### [Input for this task]
____________________

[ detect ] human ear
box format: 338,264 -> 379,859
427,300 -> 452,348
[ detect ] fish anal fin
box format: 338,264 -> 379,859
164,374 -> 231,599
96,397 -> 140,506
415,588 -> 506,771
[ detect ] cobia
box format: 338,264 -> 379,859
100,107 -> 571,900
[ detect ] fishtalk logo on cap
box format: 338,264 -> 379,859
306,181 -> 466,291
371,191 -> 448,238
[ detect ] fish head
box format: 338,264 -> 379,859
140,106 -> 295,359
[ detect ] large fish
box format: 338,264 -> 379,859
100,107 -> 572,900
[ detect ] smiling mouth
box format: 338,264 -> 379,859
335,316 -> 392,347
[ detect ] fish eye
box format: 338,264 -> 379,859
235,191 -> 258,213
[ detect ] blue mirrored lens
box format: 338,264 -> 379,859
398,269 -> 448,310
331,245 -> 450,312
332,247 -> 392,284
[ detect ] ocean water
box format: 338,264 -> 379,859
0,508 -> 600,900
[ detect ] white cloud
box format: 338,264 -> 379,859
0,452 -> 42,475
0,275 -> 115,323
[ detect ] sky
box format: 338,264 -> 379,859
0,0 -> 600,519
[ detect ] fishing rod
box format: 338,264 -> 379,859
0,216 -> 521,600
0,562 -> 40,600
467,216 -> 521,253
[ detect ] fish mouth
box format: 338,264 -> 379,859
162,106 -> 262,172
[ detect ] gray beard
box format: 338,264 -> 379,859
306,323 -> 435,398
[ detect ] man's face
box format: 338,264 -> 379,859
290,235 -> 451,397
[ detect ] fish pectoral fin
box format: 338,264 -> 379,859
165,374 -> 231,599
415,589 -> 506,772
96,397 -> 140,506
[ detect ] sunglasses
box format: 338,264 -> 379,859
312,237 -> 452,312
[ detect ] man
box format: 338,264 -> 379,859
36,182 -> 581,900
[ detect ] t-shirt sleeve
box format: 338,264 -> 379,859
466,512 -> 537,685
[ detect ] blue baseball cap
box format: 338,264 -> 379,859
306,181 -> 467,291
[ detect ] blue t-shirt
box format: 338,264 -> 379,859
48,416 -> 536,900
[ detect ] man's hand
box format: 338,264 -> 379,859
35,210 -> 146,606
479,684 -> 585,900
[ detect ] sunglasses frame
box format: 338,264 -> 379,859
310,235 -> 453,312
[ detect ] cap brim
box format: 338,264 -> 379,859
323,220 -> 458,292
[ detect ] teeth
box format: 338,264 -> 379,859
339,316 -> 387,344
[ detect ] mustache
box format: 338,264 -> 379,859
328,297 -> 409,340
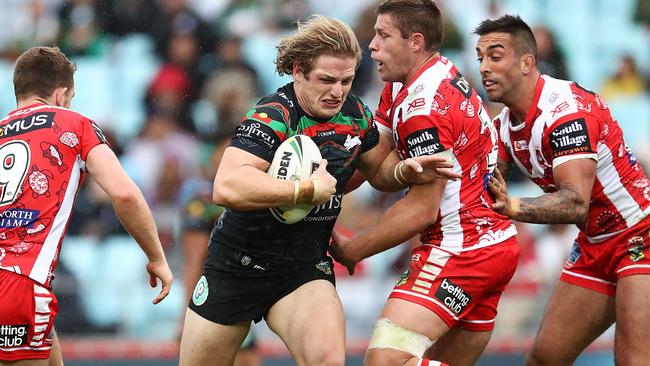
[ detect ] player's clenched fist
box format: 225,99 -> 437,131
296,159 -> 336,205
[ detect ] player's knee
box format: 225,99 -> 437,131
365,318 -> 433,366
615,350 -> 648,366
305,349 -> 345,366
526,348 -> 573,366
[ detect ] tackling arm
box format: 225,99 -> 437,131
332,179 -> 447,263
359,133 -> 461,192
86,144 -> 172,304
490,159 -> 597,224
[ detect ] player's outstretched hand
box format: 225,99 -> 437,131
309,159 -> 336,205
329,229 -> 357,276
397,155 -> 462,184
147,260 -> 174,304
488,169 -> 517,217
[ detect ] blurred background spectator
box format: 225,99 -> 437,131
0,0 -> 650,365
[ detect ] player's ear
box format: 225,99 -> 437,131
52,86 -> 68,107
411,32 -> 427,52
291,62 -> 305,82
520,53 -> 537,75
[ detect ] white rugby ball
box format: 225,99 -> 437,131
267,135 -> 322,224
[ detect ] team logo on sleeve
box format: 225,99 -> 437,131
550,118 -> 592,158
90,121 -> 108,144
405,127 -> 445,157
192,276 -> 209,306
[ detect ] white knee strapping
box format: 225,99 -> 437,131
368,318 -> 433,358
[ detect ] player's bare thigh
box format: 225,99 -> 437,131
266,280 -> 345,365
179,309 -> 250,366
526,281 -> 615,366
614,274 -> 650,366
365,298 -> 449,366
424,328 -> 492,366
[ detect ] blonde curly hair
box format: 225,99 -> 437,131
275,14 -> 361,76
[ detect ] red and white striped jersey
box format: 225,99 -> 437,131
495,75 -> 650,242
0,103 -> 106,287
375,57 -> 517,252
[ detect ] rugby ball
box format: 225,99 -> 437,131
267,135 -> 322,224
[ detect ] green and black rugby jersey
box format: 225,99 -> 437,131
206,83 -> 379,269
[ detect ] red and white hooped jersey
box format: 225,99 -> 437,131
375,57 -> 517,252
0,103 -> 106,287
495,75 -> 650,242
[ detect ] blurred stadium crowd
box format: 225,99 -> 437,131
0,0 -> 650,358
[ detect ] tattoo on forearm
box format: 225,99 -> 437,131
513,186 -> 589,224
497,160 -> 512,181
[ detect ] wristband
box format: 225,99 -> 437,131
393,160 -> 408,186
296,179 -> 315,204
293,180 -> 300,205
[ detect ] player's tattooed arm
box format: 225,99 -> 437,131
497,159 -> 512,180
489,159 -> 596,224
510,184 -> 589,224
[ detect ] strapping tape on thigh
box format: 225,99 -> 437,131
368,318 -> 433,357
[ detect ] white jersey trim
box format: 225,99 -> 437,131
596,144 -> 647,232
562,269 -> 616,286
553,154 -> 598,169
29,156 -> 81,284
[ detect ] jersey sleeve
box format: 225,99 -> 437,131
358,99 -> 379,152
546,113 -> 600,168
77,116 -> 108,161
400,114 -> 454,158
375,83 -> 393,134
230,106 -> 288,163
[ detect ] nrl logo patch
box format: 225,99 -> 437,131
316,261 -> 332,275
192,276 -> 209,306
395,268 -> 411,287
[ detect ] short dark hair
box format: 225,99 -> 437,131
14,47 -> 77,99
375,0 -> 444,51
474,14 -> 537,58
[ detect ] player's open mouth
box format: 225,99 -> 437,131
323,99 -> 341,108
483,79 -> 497,90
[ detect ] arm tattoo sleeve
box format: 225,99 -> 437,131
497,159 -> 512,182
513,185 -> 589,224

____________________

### [Problem details]
Render every line of all the rows above as a Markdown table with the columns "Number" and "Line", giving each line its own number and skipping blank lines. Leave the pictures out of the answer.

### [Written answer]
| Number | Line |
|---|---|
| 1 | [ detect ] human ear |
| 2 | box format: 338,264 -> 379,859 |
| 3 | 427,300 -> 452,348 |
| 4 | [ detect ] fish anal fin |
| 5 | box format: 338,264 -> 379,859 |
| 6 | 164,374 -> 231,599 |
| 7 | 96,397 -> 140,506 |
| 8 | 415,588 -> 506,771 |
| 9 | [ detect ] cobia |
| 10 | box format: 338,264 -> 379,859 |
| 11 | 100,107 -> 571,900 |
| 12 | [ detect ] fishtalk logo on cap |
| 13 | box format: 338,264 -> 379,859 |
| 14 | 306,181 -> 466,291 |
| 15 | 371,191 -> 448,238 |
| 16 | [ detect ] fish head |
| 17 | box format: 338,264 -> 379,859 |
| 18 | 140,106 -> 295,359 |
| 19 | [ detect ] large fish |
| 20 | box format: 338,264 -> 379,859 |
| 21 | 100,107 -> 572,900 |
| 22 | [ detect ] smiling mouth |
| 23 | box format: 338,264 -> 379,859 |
| 24 | 335,316 -> 392,347 |
| 25 | [ detect ] fish eye |
| 26 | box format: 338,264 -> 379,859 |
| 27 | 235,191 -> 258,213 |
| 28 | [ detect ] blue mirrored lens |
| 29 | box format: 338,264 -> 379,859 |
| 30 | 398,269 -> 448,310 |
| 31 | 331,245 -> 450,312 |
| 32 | 332,247 -> 392,284 |
| 33 | [ detect ] ocean water |
| 34 | box format: 338,264 -> 379,859 |
| 35 | 0,508 -> 600,900 |
| 36 | [ detect ] white cloud |
| 37 | box format: 338,264 -> 379,859 |
| 38 | 0,452 -> 42,475 |
| 39 | 0,275 -> 115,323 |
| 40 | [ detect ] sky |
| 41 | box format: 338,264 -> 379,859 |
| 42 | 0,0 -> 600,519 |
| 43 | [ detect ] fishing rod |
| 44 | box format: 338,264 -> 379,859 |
| 45 | 0,216 -> 521,600 |
| 46 | 0,562 -> 40,600 |
| 47 | 467,216 -> 521,253 |
| 48 | [ detect ] fish mouth |
| 49 | box format: 338,264 -> 379,859 |
| 50 | 162,106 -> 262,172 |
| 51 | [ detect ] gray beard |
| 52 | box format: 338,264 -> 379,859 |
| 53 | 306,323 -> 435,398 |
| 54 | [ detect ] man's face |
| 55 | box format: 338,264 -> 379,859 |
| 56 | 290,235 -> 451,397 |
| 57 | [ detect ] fish pectoral fin |
| 58 | box format: 338,264 -> 379,859 |
| 59 | 165,374 -> 231,599 |
| 60 | 415,589 -> 506,772 |
| 61 | 96,397 -> 140,506 |
| 62 | [ detect ] sunglasses |
| 63 | box format: 338,264 -> 379,859 |
| 64 | 312,237 -> 452,312 |
| 65 | [ detect ] man |
| 66 | box format: 338,264 -> 379,859 |
| 67 | 36,182 -> 581,900 |
| 68 | [ detect ] t-shirt sleeve |
| 69 | box format: 338,264 -> 379,859 |
| 70 | 466,512 -> 537,685 |
| 71 | [ detect ] blue baseball cap |
| 72 | box format: 338,264 -> 379,859 |
| 73 | 306,181 -> 467,291 |
| 74 | [ detect ] blue t-shirt |
| 75 | box format: 338,264 -> 379,859 |
| 76 | 48,416 -> 536,900 |
| 77 | [ detect ] man's hand |
| 78 | box format: 338,264 -> 379,859 |
| 79 | 35,210 -> 146,606 |
| 80 | 479,684 -> 585,900 |
| 81 | [ detect ] sunglasses frame |
| 82 | box format: 338,264 -> 379,859 |
| 83 | 310,235 -> 453,312 |
| 84 | [ detect ] cap brim |
| 85 | box format: 338,264 -> 379,859 |
| 86 | 323,220 -> 458,292 |
| 87 | [ detect ] teeth |
| 88 | box format: 338,264 -> 379,859 |
| 89 | 339,316 -> 387,344 |
| 90 | [ detect ] mustache |
| 91 | box format: 338,264 -> 379,859 |
| 92 | 328,297 -> 409,340 |
| 93 | [ detect ] player's clenched fist |
| 94 | box format: 225,99 -> 437,131 |
| 95 | 296,159 -> 336,205 |
| 96 | [ detect ] player's knee |
| 97 | box format: 225,99 -> 437,131 |
| 98 | 365,318 -> 433,366 |
| 99 | 615,350 -> 648,366 |
| 100 | 305,349 -> 345,366 |
| 101 | 526,348 -> 573,366 |
| 102 | [ detect ] tackling arm |
| 103 | box format: 225,99 -> 437,131 |
| 104 | 332,179 -> 447,263 |
| 105 | 359,133 -> 461,192 |
| 106 | 86,144 -> 172,304 |
| 107 | 490,159 -> 597,224 |
| 108 | [ detect ] player's outstretched hand |
| 109 | box format: 225,99 -> 437,131 |
| 110 | 309,159 -> 336,205 |
| 111 | 329,229 -> 357,276 |
| 112 | 397,155 -> 462,184 |
| 113 | 147,260 -> 174,304 |
| 114 | 488,169 -> 517,217 |
| 115 | [ detect ] blurred background spectator |
| 116 | box format: 225,99 -> 437,131 |
| 117 | 0,0 -> 650,365 |
| 118 | [ detect ] player's ear |
| 119 | box format: 225,99 -> 437,131 |
| 120 | 52,86 -> 68,107 |
| 121 | 411,32 -> 427,52 |
| 122 | 291,62 -> 305,82 |
| 123 | 520,53 -> 537,75 |
| 124 | [ detect ] white rugby ball |
| 125 | box format: 225,99 -> 437,131 |
| 126 | 267,135 -> 322,224 |
| 127 | [ detect ] team logo on sleeve |
| 128 | box format: 225,99 -> 437,131 |
| 129 | 550,118 -> 592,158 |
| 130 | 90,121 -> 108,144 |
| 131 | 405,127 -> 445,157 |
| 132 | 192,276 -> 209,306 |
| 133 | [ detect ] white knee strapping |
| 134 | box format: 225,99 -> 437,131 |
| 135 | 368,318 -> 433,358 |
| 136 | [ detect ] player's bare thigh |
| 137 | box format: 225,99 -> 437,131 |
| 138 | 266,280 -> 345,365 |
| 139 | 179,309 -> 250,366 |
| 140 | 526,281 -> 615,366 |
| 141 | 614,274 -> 650,366 |
| 142 | 365,298 -> 449,366 |
| 143 | 424,328 -> 492,366 |
| 144 | [ detect ] blonde curly hair |
| 145 | box format: 225,99 -> 437,131 |
| 146 | 275,14 -> 361,76 |
| 147 | [ detect ] red and white striped jersey |
| 148 | box format: 225,99 -> 437,131 |
| 149 | 495,75 -> 650,242 |
| 150 | 0,103 -> 106,287 |
| 151 | 375,57 -> 517,252 |
| 152 | [ detect ] rugby ball |
| 153 | box format: 225,99 -> 437,131 |
| 154 | 267,135 -> 322,224 |
| 155 | [ detect ] green and black rugby jersey |
| 156 | box format: 225,99 -> 437,131 |
| 157 | 206,83 -> 379,269 |
| 158 | [ detect ] red and white hooped jersey |
| 159 | box format: 225,99 -> 437,131 |
| 160 | 375,57 -> 517,252 |
| 161 | 0,103 -> 106,287 |
| 162 | 495,75 -> 650,242 |
| 163 | [ detect ] blurred stadium crowd |
| 164 | box format: 225,99 -> 437,131 |
| 165 | 0,0 -> 650,358 |
| 166 | [ detect ] tattoo on forearm |
| 167 | box format: 225,99 -> 437,131 |
| 168 | 513,186 -> 589,224 |
| 169 | 497,160 -> 512,181 |
| 170 | [ detect ] wristband |
| 171 | box format: 225,99 -> 437,131 |
| 172 | 393,160 -> 408,186 |
| 173 | 296,179 -> 315,204 |
| 174 | 293,180 -> 300,205 |
| 175 | [ detect ] player's tattooed arm |
| 176 | box format: 225,99 -> 437,131 |
| 177 | 497,159 -> 512,180 |
| 178 | 489,159 -> 596,224 |
| 179 | 510,184 -> 589,224 |
| 180 | [ detect ] strapping tape on thigh |
| 181 | box format: 225,99 -> 437,131 |
| 182 | 368,318 -> 433,357 |
| 183 | [ detect ] white jersey trim |
| 184 | box format: 225,99 -> 437,131 |
| 185 | 596,144 -> 647,232 |
| 186 | 562,269 -> 616,286 |
| 187 | 553,154 -> 598,169 |
| 188 | 29,156 -> 81,284 |
| 189 | [ detect ] jersey sleeve |
| 190 | box format: 225,99 -> 437,131 |
| 191 | 358,99 -> 379,152 |
| 192 | 546,113 -> 600,168 |
| 193 | 77,116 -> 108,161 |
| 194 | 400,114 -> 454,158 |
| 195 | 375,83 -> 393,134 |
| 196 | 230,106 -> 288,163 |
| 197 | [ detect ] nrl logo patch |
| 198 | box format: 225,99 -> 437,131 |
| 199 | 316,261 -> 332,275 |
| 200 | 192,276 -> 209,306 |
| 201 | 395,268 -> 411,287 |
| 202 | [ detect ] short dark hair |
| 203 | box format: 225,99 -> 437,131 |
| 204 | 14,47 -> 77,99 |
| 205 | 375,0 -> 444,51 |
| 206 | 474,14 -> 537,58 |
| 207 | [ detect ] player's open mouth |
| 208 | box format: 225,99 -> 437,131 |
| 209 | 323,99 -> 341,108 |
| 210 | 483,79 -> 497,90 |
| 211 | [ detect ] arm tattoo sleeve |
| 212 | box format: 225,99 -> 437,131 |
| 213 | 497,159 -> 512,182 |
| 214 | 513,185 -> 589,224 |